Halaman:
════════════════════

TUTUP
SCROLL UNTUK MELANJUTKAN MEMBACA
Gabung di IDN Times

9 Hal yang Perlu Dihindari saat Mengajarkan Anak Potty Training

Orangtua wajib tahu!

ilustrasi anak duduk di kursi (unsplash.com/henleydesign)

Mengajarkan anak untuk menggunakan toilet, atau yang biasa dikenal sebagai potty training, adalah langkah penting dalam perkembangan mereka. Namun, proses ini seringkali dapat menjadi tantangan bagi orangtua dan anak, karena banyak hal yang perlu dipertimbangkan sebelum mengajari anak potty training.

Untuk memastikan pengalaman potty training berjalan dengan baik, terdapat beberapa hal yang perlu dihindari agar tidak merugikan perkembangan anak. Kira-kira apa saja hal yang perlu dihindari saat mengajarkan anak potty training? Simak lewat artikel berikut ini, yuk!

1. Hindari memaksa anak

ilustrasi seorang anak menangis (pexels.com/jepgambardella)

Saat ingin mengajarkan anak potty training, perlu dihindari untuk memaksa mereka jika anak belum siap secara perkembangan. Tanda-tanda kesiapan anak biasanya mencakup, anak dapat berkomunikasi, menunjukkan minat mandiri di kamar mandi, dan memiliki keterampilan fisik yang diperlukan, seperti berpakaian sendiri.

Stephanie Brown, seorang penulis lepas tentang parenting, dilansir Verywell family, menyarankan, jika melihat bahwa anak mungkin belum siap, beri anak beberapa minggu atau bulan tambahan waktu sebelum mencobanya lagi. Melakukan pemaksaan pada anak yang tidak mau dapat menciptakan suasana negatif dan resistensi lebih besar. 

"Jika anak tidak menunjukkan minat atau keinginan untuk menggunakan toilet, kemungkinan besar mereka belum siap untuk melakukannya," kata Ari Brown, M.D., co-author dari Toddler 411: Clear Answers & Smart Advice for Your Toddler, dilansir Parents.

Selalu berikan dorongan dan dukungan pada anak, hindari pertempuran, dan pertimbangkan untuk melambatkan proses jika diperlukan. Penting untuk memaklumi bahwa beberapa anak membutuhkan waktu dan kesabaran ekstra untuk mengembangkan keterampilan ini dengan baik. Jadi, gak perlu khawatir kalau anak belum siap!

════════════════════

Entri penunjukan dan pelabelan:
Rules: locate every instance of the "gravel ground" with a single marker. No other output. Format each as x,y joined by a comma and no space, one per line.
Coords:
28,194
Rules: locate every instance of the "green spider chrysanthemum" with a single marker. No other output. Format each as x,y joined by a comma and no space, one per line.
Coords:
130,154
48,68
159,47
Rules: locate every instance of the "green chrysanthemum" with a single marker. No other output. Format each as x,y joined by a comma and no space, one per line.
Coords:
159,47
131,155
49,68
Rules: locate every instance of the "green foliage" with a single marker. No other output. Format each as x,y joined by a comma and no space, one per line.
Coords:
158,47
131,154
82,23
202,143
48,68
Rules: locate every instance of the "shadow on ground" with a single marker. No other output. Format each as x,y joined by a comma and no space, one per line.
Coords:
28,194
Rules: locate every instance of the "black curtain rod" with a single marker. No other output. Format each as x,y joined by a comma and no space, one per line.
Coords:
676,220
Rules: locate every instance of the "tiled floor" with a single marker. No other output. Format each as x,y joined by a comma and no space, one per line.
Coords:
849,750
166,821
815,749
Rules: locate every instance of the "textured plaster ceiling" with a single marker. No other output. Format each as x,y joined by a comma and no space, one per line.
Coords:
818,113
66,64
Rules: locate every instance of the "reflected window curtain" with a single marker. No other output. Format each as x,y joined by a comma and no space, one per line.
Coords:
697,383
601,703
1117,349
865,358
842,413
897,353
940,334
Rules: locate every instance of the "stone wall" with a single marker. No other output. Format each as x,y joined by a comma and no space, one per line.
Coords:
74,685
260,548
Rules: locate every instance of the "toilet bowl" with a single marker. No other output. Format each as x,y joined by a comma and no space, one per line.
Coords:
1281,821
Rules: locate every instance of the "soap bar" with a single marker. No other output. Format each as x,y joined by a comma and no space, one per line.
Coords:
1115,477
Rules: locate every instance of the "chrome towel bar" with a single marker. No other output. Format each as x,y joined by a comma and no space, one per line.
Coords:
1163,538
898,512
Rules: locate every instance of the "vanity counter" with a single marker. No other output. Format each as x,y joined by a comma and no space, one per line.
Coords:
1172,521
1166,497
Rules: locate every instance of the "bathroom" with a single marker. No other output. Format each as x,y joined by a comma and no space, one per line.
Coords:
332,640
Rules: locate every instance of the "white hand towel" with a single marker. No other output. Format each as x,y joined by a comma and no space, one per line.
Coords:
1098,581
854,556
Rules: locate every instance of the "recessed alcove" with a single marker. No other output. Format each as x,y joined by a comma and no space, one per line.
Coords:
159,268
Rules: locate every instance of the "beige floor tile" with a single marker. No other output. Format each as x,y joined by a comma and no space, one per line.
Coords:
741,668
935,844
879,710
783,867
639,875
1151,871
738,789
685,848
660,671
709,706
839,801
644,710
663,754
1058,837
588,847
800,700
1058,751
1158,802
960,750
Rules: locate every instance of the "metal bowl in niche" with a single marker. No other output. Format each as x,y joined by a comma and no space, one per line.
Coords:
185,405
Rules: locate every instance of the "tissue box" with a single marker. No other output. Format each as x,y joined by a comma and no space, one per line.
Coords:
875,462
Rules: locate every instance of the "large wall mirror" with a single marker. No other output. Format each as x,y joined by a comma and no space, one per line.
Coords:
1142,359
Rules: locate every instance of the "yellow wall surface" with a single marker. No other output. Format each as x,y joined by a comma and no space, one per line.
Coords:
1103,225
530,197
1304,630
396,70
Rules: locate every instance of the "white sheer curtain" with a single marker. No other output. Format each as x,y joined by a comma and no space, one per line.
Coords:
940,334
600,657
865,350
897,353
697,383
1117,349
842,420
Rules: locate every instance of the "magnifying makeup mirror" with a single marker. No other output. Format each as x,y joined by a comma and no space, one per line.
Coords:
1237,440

════════════════════

Instruksi Tugas 1: Tentukan apakah setiap pernyataan berikut sesuai dengan artikel potty training. Jawab ya atau tidak, lalu kutip kata-kata penentunya dari artikel tersebut. (a) Kemampuan berpakaian sendiri termasuk tanda kesiapan anak. (b) Stephanie Brown adalah co-author buku Toddler 411. (c) Jika anak belum siap, orangtua disarankan memberi tambahan waktu beberapa minggu atau bulan sebelum mencoba lagi.
Instruksi Tugas 2: Menurut artikel potty training, apa akibat memaksa anak yang tidak mau?
Instruksi Tugas 3: Lanjutkan artikel potty training mulai setelah kalimat terakhir yang ditampilkan.

Hasil Akhir 1:
(a) Ya: "memiliki keterampilan fisik yang diperlukan, seperti berpakaian sendiri"
(b) Tidak: "Stephanie Brown, seorang penulis lepas tentang parenting"
(c) Ya: "beri anak beberapa minggu atau bulan tambahan waktu sebelum mencobanya lagi"

Hasil Akhir 2: Pemaksaan dapat menciptakan suasana negatif dan resistensi lebih besar.

Hasil Akhir 3:
2. Jangan mulai potty training saat sedang stres

ilustrasi ayah menggendong anak menangis (pexels.com/baphi)

Stephanie Brown juga menyarankan, agar ketika mengajarkan anak potty training, perlu dihindari memulai prosesnya pada saat-saat stres dalam kehidupan keluarga. Stres, baik yang bersifat positif maupun negatif, dapat memberikan dampak buruk terhadap pengalaman potty training.

Peristiwa-peristiwa besar seperti pernikahan, kelahiran bayi, liburan, kunjungan, atau perjalanan dapat membuat anak merasa tidak nyaman. Oleh karena itu, sebaiknya menunda potty training jika ada perubahan besar atau kejadian baru dalam kehidupan, dan menunggu hingga situasi kembali tenang dan aktivitas normal kembali berjalan.

Hal ini membantu menciptakan stabilitas dan keamanan bagi anak, memungkinkan mereka menjalani proses potty training dengan lebih nyaman sambil melakukan kebiasaan buang air ke dalam rutinitas harian yang normal. Pada saat yang sama, orangtua juga akan memiliki lebih banyak perhatian dan energi positif untuk mendukung anak dalam peralihan dari penggunaan popok.

3. Hindari menetapkan batas waktu

ilustrasi anak duduk di kursi (unsplash.com/henleydesign)

Perlu juga untuk menghindari menetapkan batas waktu ketika mengajarkan anak potty training. Ini karena nak-anak umumnya tidak responsif terhadap tekanan waktu, dan setiap anak mengembangkan kebiasaan menggunakan toilet pada tingkat yang berbeda.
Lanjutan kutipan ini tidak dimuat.